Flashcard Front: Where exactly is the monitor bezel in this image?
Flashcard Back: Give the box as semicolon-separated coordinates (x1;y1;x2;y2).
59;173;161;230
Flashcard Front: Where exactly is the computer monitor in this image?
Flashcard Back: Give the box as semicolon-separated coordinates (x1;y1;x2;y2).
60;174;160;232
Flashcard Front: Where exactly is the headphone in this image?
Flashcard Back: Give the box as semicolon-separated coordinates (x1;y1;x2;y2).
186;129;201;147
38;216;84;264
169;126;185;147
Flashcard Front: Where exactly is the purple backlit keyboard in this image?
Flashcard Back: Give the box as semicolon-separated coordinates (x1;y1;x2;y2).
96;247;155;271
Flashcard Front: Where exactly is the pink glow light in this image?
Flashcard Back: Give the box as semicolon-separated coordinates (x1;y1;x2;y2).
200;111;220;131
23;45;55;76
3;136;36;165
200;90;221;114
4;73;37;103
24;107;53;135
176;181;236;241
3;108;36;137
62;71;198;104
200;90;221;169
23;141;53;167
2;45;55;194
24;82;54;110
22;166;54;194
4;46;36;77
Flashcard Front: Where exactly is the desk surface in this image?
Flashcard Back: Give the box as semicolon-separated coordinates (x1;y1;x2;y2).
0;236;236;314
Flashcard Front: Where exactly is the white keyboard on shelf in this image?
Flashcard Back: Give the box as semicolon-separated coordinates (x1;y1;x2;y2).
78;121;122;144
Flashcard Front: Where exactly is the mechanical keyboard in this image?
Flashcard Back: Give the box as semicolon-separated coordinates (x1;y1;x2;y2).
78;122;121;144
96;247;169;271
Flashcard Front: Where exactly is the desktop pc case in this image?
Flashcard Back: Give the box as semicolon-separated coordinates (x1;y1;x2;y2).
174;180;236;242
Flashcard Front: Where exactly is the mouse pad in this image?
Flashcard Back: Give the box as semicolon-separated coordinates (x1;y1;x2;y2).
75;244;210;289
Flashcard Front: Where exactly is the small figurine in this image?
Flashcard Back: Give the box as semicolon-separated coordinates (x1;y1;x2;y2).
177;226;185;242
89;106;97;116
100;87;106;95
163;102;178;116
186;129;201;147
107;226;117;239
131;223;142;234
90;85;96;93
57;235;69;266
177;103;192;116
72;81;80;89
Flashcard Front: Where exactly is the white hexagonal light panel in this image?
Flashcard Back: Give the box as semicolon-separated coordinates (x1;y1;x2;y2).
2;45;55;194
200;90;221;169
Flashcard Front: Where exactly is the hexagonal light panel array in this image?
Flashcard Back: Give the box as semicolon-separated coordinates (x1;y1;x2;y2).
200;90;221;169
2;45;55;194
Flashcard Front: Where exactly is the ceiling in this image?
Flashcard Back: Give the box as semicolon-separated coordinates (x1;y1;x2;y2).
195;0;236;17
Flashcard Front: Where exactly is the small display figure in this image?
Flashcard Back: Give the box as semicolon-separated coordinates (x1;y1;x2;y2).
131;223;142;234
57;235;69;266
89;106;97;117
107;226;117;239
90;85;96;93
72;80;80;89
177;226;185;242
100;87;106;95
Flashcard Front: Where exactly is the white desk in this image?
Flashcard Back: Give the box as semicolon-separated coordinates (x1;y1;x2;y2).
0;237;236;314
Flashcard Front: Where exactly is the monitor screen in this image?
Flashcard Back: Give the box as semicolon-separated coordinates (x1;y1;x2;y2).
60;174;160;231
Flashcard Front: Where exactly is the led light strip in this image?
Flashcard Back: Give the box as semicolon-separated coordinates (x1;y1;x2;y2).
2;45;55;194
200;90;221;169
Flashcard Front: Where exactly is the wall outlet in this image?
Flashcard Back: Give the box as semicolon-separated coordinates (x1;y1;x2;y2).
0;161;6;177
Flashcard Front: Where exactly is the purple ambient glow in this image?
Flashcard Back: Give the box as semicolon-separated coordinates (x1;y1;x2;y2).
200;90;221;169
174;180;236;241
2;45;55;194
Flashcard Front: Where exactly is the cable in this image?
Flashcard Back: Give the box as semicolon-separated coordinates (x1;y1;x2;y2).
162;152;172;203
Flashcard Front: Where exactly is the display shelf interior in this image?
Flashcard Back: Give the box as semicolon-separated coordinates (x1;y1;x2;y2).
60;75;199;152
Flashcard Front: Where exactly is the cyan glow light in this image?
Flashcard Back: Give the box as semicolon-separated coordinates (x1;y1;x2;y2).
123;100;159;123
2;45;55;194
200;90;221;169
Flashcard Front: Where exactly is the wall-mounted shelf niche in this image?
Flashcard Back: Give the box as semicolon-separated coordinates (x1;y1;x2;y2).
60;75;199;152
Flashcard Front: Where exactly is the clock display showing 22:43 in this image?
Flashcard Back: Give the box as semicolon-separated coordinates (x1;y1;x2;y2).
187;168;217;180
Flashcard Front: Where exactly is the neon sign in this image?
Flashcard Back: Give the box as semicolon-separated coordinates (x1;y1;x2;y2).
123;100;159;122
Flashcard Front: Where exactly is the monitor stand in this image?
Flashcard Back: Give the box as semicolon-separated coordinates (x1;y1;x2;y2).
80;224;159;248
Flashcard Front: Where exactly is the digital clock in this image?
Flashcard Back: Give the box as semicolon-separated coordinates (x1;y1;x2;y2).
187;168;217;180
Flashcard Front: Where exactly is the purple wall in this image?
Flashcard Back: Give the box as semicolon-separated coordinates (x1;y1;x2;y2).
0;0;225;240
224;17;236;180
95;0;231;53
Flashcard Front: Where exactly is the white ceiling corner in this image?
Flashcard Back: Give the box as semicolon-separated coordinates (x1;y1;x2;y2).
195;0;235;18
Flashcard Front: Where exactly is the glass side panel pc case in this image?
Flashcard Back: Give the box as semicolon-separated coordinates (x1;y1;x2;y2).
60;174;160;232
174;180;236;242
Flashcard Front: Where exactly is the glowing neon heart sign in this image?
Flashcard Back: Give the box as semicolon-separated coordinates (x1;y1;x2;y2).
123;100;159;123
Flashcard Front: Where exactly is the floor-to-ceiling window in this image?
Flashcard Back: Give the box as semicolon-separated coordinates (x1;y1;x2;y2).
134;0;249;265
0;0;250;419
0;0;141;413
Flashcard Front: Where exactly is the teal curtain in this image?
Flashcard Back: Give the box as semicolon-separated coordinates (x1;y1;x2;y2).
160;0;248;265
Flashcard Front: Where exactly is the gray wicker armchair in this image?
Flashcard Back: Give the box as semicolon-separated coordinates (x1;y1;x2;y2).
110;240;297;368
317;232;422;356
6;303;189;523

:::::

▶ **TASK INSTRUCTIONS**
Your task is to repeat the data exactly; please include every line.

▶ **RESULT OF THIS TASK**
Flashcard Front: Where exactly is the monitor bezel in this image?
Flashcard Back: Give the box as semicolon-separated coordinates (x1;y1;x2;y2).
59;173;161;230
Flashcard Front: Where exactly is the computer monitor in this image?
Flashcard Back: Give the box as semicolon-separated coordinates (x1;y1;x2;y2).
60;174;160;232
Flashcard Front: Where exactly is the headphone in this image?
Flashcard Back: Give the box as semicolon-separated coordinates (x1;y1;x2;y2).
186;129;201;147
38;216;84;264
169;126;185;147
Flashcard Front: Where exactly is the purple backlit keyboard in this image?
Flashcard Back: Give the box as semicolon-separated coordinates (x1;y1;x2;y2).
96;247;155;271
Flashcard Front: Where exactly is the pink glow light in this image?
Flashcard Back: Give the box as semicolon-separated coordinates (x1;y1;x2;y2).
200;111;220;131
23;45;55;76
3;136;36;165
200;90;221;114
4;73;37;103
24;107;53;135
176;181;236;241
3;108;36;137
62;71;198;104
200;90;221;169
23;141;53;167
2;45;55;194
24;82;54;110
22;166;54;194
4;46;36;77
Flashcard Front: Where exactly is the desk surface in this image?
Flashcard Back: Give the box as semicolon-separated coordinates (x1;y1;x2;y2).
0;236;236;314
Flashcard Front: Where exactly is the white keyboard on shelf in this image?
Flashcard Back: Give the box as semicolon-separated coordinates (x1;y1;x2;y2).
78;121;122;144
Flashcard Front: Where exactly is the mechanical keyboard in this image?
Flashcard Back: Give the box as semicolon-separated coordinates (x1;y1;x2;y2).
78;122;121;144
96;247;169;271
Flashcard Front: Where exactly is the desktop pc case in this image?
Flashcard Back: Give the box as semicolon-separated coordinates (x1;y1;x2;y2).
174;180;236;242
Flashcard Front: Where exactly is the mouse pad in this image?
Flashcard Back: Give the box as semicolon-separated coordinates (x1;y1;x2;y2).
75;244;210;289
Flashcard Front: Where exactly is the small figurine in this image?
Flashcard Back: Give the box as semicolon-separated coordinates (x1;y1;x2;y2).
177;226;185;242
89;106;97;116
100;87;106;95
163;102;178;116
186;129;201;147
107;226;117;239
131;223;142;234
90;85;96;93
57;235;69;266
177;103;192;116
72;81;80;89
Flashcard Front: Where exactly is the white hexagonal light panel in this image?
Flashcard Back: Give the box as semicolon-separated coordinates (x1;y1;x2;y2).
2;45;55;194
200;90;221;169
Flashcard Front: Where exactly is the hexagonal light panel array in this image?
Flashcard Back: Give the box as semicolon-separated coordinates (x1;y1;x2;y2).
200;90;221;169
2;45;55;194
Flashcard Front: Where exactly is the ceiling in this image?
Flashcard Back: Give the box as semicolon-separated coordinates (x1;y1;x2;y2).
195;0;236;17
Flashcard Front: Where exactly is the small display figure in this image?
Flashcard Back: Give the box as semicolon-separated coordinates (x1;y1;x2;y2).
131;223;142;234
57;235;69;266
89;106;97;117
107;226;117;239
90;85;96;93
72;80;80;89
177;226;185;242
100;87;106;95
Flashcard Front: Where exactly is the white desk in this image?
Flashcard Back: Give the box as semicolon-separated coordinates (x1;y1;x2;y2).
0;237;236;314
Flashcard Front: Where exactly is the monitor screen in this image?
Flashcard Back: Give the box as semicolon-separated coordinates (x1;y1;x2;y2).
60;174;160;231
Flashcard Front: Where exactly is the led light strip in this image?
Flashcard Back: Give the box as semicolon-separated coordinates (x1;y1;x2;y2).
2;45;55;194
200;90;221;169
Flashcard Front: Where exactly is the wall outlet in this image?
Flashcard Back: Give the box as semicolon-separated coordinates (x1;y1;x2;y2).
0;161;6;177
Flashcard Front: Where exactly is the purple ambient glow in this image?
Flashcard Back: Give the box as semicolon-separated coordinates (x1;y1;x2;y2).
200;90;221;169
174;180;236;241
2;45;55;194
Flashcard Front: Where exactly is the cable in this image?
Flashcard Back: Give the box as semicolon-separated coordinates (x1;y1;x2;y2).
162;152;172;203
Flashcard Front: Where exactly is the display shelf interior in this image?
Flashcard Back: Give the box as semicolon-separated coordinates (x1;y1;x2;y2).
60;75;199;152
Flashcard Front: Where exactly is the cyan glow light in this image?
Flashcard Back: Give the box as semicolon-separated coordinates (x1;y1;x2;y2).
123;100;159;123
2;45;55;194
200;90;221;169
Flashcard Front: Where exactly is the wall-mounted shelf niche in this image?
Flashcard Back: Give the box as semicolon-separated coordinates (x1;y1;x2;y2).
60;75;199;152
Flashcard Front: Where exactly is the clock display showing 22:43 in this image?
Flashcard Back: Give the box as semicolon-separated coordinates (x1;y1;x2;y2).
187;168;217;180
Flashcard Front: Where exactly is the neon sign in this image?
Flashcard Back: Give the box as semicolon-separated coordinates (x1;y1;x2;y2).
123;100;159;122
Flashcard Front: Where exactly is the monitor stand in this image?
Flashcard Back: Give the box as semicolon-separated coordinates (x1;y1;x2;y2).
80;224;159;248
Flashcard Front: Where exactly is the digital clock in this image?
Flashcard Back: Give the box as semicolon-separated coordinates (x1;y1;x2;y2).
187;168;217;180
Flashcard Front: Where exactly is the purple wall in this image?
Flashcard Back: Give the box as semicolon-separated coordinates (x1;y1;x2;y2).
0;0;225;240
224;17;236;180
95;0;231;53
Flashcard Front: Where exactly is the white ceiling corner in this image?
Flashcard Back: Give the box as semicolon-separated coordinates (x1;y1;x2;y2).
195;0;235;18
Flashcard Front: Where exactly is the glass side panel pc case in this image?
Flashcard Back: Give the box as semicolon-separated coordinates (x1;y1;x2;y2).
60;174;160;232
174;180;236;242
Flashcard Front: Where exactly is the glowing neon heart sign in this image?
Flashcard Back: Give the box as semicolon-separated coordinates (x1;y1;x2;y2).
123;100;159;123
Flashcard Front: Where exactly is the floor-to-ceiling window in this image?
Flashcard Back: Give the box as semicolon-separated coordinates (x1;y1;x2;y2).
134;0;249;265
0;0;250;419
0;0;141;413
Flashcard Front: Where exactly is the teal curtain in this image?
Flashcard Back: Give the box as semicolon-separated coordinates (x1;y1;x2;y2).
160;0;248;265
Flashcard Front: Where exactly is the gray wicker armchair in this image?
Flashcard Back: Give the box as semicolon-separated coordinates (x1;y1;x2;y2).
110;240;297;368
317;232;422;356
6;303;189;523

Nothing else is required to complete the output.